**WHAT YOU NEED TO DO**
Each line below should be quoted exactly, please.

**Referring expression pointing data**
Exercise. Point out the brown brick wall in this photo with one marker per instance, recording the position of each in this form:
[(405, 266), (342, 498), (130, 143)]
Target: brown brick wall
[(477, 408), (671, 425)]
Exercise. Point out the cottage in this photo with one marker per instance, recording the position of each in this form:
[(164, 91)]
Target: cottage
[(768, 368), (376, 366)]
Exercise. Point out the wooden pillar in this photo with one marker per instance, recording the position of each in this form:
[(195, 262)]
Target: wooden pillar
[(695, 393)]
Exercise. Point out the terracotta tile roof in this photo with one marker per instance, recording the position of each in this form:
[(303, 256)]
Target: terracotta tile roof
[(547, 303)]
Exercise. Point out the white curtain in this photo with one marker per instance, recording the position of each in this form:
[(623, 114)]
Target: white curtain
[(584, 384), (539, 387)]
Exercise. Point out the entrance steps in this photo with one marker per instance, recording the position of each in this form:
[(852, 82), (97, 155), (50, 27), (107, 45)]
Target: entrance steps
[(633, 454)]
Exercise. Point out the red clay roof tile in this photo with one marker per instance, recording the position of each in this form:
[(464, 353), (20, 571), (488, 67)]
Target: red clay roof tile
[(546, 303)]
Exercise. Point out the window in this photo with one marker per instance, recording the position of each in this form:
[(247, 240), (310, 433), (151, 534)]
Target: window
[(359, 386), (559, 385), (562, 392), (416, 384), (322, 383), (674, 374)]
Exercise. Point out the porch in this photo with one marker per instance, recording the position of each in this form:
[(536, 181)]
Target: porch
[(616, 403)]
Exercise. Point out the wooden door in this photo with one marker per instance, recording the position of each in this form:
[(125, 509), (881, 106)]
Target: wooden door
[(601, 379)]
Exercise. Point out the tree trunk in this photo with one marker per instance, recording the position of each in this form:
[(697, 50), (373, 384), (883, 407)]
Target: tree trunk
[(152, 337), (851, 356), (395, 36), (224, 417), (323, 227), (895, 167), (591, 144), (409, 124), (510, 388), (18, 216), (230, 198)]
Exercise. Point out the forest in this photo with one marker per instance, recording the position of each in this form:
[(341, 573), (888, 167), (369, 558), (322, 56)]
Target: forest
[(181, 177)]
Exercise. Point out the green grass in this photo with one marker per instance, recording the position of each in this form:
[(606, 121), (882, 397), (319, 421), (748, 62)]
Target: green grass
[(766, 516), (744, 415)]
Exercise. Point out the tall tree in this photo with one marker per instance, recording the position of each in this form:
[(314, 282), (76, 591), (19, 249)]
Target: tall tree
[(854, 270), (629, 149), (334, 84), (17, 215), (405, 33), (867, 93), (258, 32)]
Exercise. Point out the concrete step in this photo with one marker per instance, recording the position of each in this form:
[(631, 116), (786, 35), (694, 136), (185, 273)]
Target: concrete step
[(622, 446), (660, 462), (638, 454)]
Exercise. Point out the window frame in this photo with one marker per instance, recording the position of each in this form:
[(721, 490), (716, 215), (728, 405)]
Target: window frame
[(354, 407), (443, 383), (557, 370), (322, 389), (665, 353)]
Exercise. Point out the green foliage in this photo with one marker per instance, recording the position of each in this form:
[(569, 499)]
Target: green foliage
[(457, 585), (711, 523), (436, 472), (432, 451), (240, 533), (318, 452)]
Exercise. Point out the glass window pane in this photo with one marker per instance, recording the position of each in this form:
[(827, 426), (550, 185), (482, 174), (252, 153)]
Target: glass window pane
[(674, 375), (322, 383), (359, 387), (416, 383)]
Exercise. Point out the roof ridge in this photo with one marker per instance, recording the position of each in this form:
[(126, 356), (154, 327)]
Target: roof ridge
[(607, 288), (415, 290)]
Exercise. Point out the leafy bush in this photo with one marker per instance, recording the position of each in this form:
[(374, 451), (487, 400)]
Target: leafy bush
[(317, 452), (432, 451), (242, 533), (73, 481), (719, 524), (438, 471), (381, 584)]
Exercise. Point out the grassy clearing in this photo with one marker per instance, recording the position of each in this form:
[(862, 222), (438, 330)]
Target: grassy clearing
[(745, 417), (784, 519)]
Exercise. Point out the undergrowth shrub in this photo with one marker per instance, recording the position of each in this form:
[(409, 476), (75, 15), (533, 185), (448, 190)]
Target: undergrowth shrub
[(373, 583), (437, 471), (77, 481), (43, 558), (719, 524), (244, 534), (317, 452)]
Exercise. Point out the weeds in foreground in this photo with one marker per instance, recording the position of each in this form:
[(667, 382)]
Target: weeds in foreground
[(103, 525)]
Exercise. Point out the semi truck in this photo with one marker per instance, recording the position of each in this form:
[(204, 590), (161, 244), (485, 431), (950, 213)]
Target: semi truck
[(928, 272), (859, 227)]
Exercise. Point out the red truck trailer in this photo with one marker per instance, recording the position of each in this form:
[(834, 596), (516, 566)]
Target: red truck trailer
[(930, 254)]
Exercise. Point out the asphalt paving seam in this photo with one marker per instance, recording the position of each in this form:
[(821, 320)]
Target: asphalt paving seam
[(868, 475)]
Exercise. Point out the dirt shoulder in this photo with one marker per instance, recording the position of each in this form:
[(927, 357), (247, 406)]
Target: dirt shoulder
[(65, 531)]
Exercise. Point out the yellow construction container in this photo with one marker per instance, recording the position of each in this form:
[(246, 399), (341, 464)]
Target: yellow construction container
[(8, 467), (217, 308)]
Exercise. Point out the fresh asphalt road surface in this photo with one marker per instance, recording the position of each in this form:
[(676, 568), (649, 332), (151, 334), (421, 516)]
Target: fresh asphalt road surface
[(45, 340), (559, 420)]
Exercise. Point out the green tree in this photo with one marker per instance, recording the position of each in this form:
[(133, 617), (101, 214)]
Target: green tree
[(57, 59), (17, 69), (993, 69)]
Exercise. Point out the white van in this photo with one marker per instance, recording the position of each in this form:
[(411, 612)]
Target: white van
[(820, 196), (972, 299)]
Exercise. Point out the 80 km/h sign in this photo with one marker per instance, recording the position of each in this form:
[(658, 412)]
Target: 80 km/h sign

**THE COMPLETED TASK**
Exercise. Point out the brown brick wall in this photo with one marker per instance, recording the position of each in this form:
[(405, 266), (342, 498), (130, 143)]
Target: brown brick wall
[(477, 408), (671, 425)]
Exercise. Point out the cottage in this photo with one marker per instance, recording the position of each in this form:
[(164, 91)]
Target: cottage
[(768, 368), (376, 366)]
Exercise. Point out the wooden pillar in this photo with one marker per instance, recording the position of each in this form:
[(195, 262)]
Target: wooden pillar
[(695, 393)]
Exercise. Point out the terracotta tile roof in this photo with one marker per instance, recording the position of each in this form:
[(303, 256)]
Target: terracotta tile roof
[(547, 303)]
Exercise. Point out the white curtain in this photo with one marker per instance, recording the position of each in this form:
[(623, 114)]
Target: white curtain
[(584, 384), (539, 387)]
Exercise. Point out the entrance steps in this photo with one marker per instance, recording the position of each in this form:
[(852, 82), (97, 155), (50, 27), (107, 45)]
Target: entrance steps
[(633, 454)]
Exercise. Point out the red clay roof tile in this photo with one marker per instance, recording the position of each in this form:
[(464, 353), (20, 571), (488, 67)]
Target: red clay roof tile
[(546, 303)]
Exercise. Point out the window in this photo with one marker per instance, recording the position of each in this form:
[(247, 240), (310, 433), (151, 534)]
Target: window
[(359, 386), (559, 385), (562, 392), (416, 384), (322, 383), (674, 374)]
Exercise. Point out the porch in this photo with one marker per instance, recording the position of each in this form:
[(536, 181)]
Target: porch
[(616, 403)]
Exercise. Point out the wooden door in this photo with one marker per instance, recording the position of each in this form:
[(125, 509), (881, 106)]
Target: wooden door
[(601, 379)]
Exercise. Point out the tree trunk in this photo with one marker per instance, recording the position of each in this form:
[(697, 50), (373, 384), (883, 407)]
Target: tree trunk
[(152, 337), (851, 356), (395, 36), (224, 417), (323, 227), (895, 167), (591, 144), (409, 124), (510, 388), (18, 216), (230, 198)]
Exercise. Point out the forest in this photo with one marker per instance, recording the position of each in this form:
[(341, 573), (888, 167), (369, 558), (322, 56)]
Target: forest
[(181, 177)]
Exercise. Point out the green grass in this photo with one marker per instance, recording the position of each in this form:
[(606, 121), (882, 397), (319, 421), (748, 62)]
Target: green grass
[(766, 516), (744, 415)]
Exercise. Point out the tall tree in this photo with one marker per instance, recording the position of each in this form:
[(314, 282), (76, 591), (19, 249)]
Target: tall tree
[(854, 270), (629, 149), (334, 84), (17, 215), (405, 33), (867, 93), (258, 32)]
Exercise. Point out the concrete step in this photo with one marker per instance, recording the position of each in this form:
[(631, 116), (786, 35), (694, 136), (185, 273)]
Target: concrete step
[(622, 446), (660, 462), (638, 454)]
Exercise. Point out the window frame in this photo with one marker per instance, recording the position of each in this form:
[(721, 490), (716, 215), (728, 405)]
Target: window frame
[(354, 407), (443, 383), (557, 370), (322, 389), (665, 353)]
Exercise. Point out the green foliage in this photo with one marker per instance, recording the position of each in this form:
[(569, 499)]
Target: green foliage
[(457, 585), (711, 523), (436, 472), (432, 451), (240, 533), (318, 452)]
Exercise. Point out the glass window pane in this photo with one marker per instance, recording the position of each in this form:
[(827, 426), (550, 185), (482, 174), (252, 153)]
Target: glass window pane
[(674, 375), (322, 383), (359, 387), (416, 383)]
Exercise. Point out the roof ridge in this photo with one marker per instance, recording the position of each in this form:
[(126, 356), (154, 327)]
Target: roof ridge
[(607, 288), (415, 290)]
Exercise. Point out the leafy bush in this photo with one marker per instance, recording the position of each in this form:
[(374, 451), (487, 400)]
Target: leafy bush
[(317, 452), (432, 451), (242, 533), (73, 481), (719, 524), (438, 471), (381, 584)]
Exercise. Point out the grassy clearing in this photo with one marker per instance, recording the position of each in this form:
[(862, 222), (438, 330)]
Target: grassy clearing
[(745, 417), (784, 519)]
Exercise. Point out the undergrowth shrub in this photo with one marker per instance, recording the position of each in this form:
[(409, 476), (75, 15), (533, 185), (448, 190)]
Target: undergrowth shrub
[(373, 583), (437, 471), (77, 481), (43, 558), (719, 524), (244, 534), (317, 452)]
Exercise. Point out the weeds in foreground in this photo with one marker per instance, recording the position of each in this form:
[(667, 382)]
Target: weeds in foreground
[(103, 525)]
Exercise. Point out the semi truck in this photo with one marker per instance, recording the position of each in this form:
[(204, 590), (161, 244), (485, 431), (950, 213)]
Target: semi truck
[(928, 272), (859, 227)]
Exercise. Point out the red truck trailer in this photo with one marker per instance, recording the position of each in this form:
[(834, 596), (516, 566)]
Target: red truck trailer
[(930, 254)]
Exercise. Point out the asphalt paving seam in this photo with one marker per instance, recording the position of each in this form:
[(821, 320)]
Target: asphalt paving seam
[(868, 475)]
Exercise. Point out the dirt shoulder in this photo with one marker per instance, recording the position of each in this form:
[(927, 357), (247, 406)]
Target: dirt shoulder
[(65, 531)]
Exercise. Point out the yellow construction container in this photo with one marker per instance, recording the position of each in this form:
[(246, 399), (341, 464)]
Target: yellow construction container
[(8, 467), (217, 308)]
Exercise. Point out the fresh asphalt road surface in this photo with one marker per instance, recording the position of each in this form:
[(676, 568), (649, 332), (151, 334), (421, 516)]
Target: fresh asphalt road surface
[(45, 340), (559, 420)]
Exercise. Point out the green tree in this photo with one marker per instance, recording the position of each in this form:
[(133, 617), (101, 214)]
Target: green tree
[(57, 59), (17, 69), (993, 69)]
Exercise. Point out the white van in this photo with one marker per instance, recording the position of each in this form:
[(411, 612)]
Target: white van
[(820, 196), (972, 299)]
Exercise. Point out the 80 km/h sign in this photo with one marker per instance, recording the position of each in this form:
[(658, 412)]
Target: 80 km/h sign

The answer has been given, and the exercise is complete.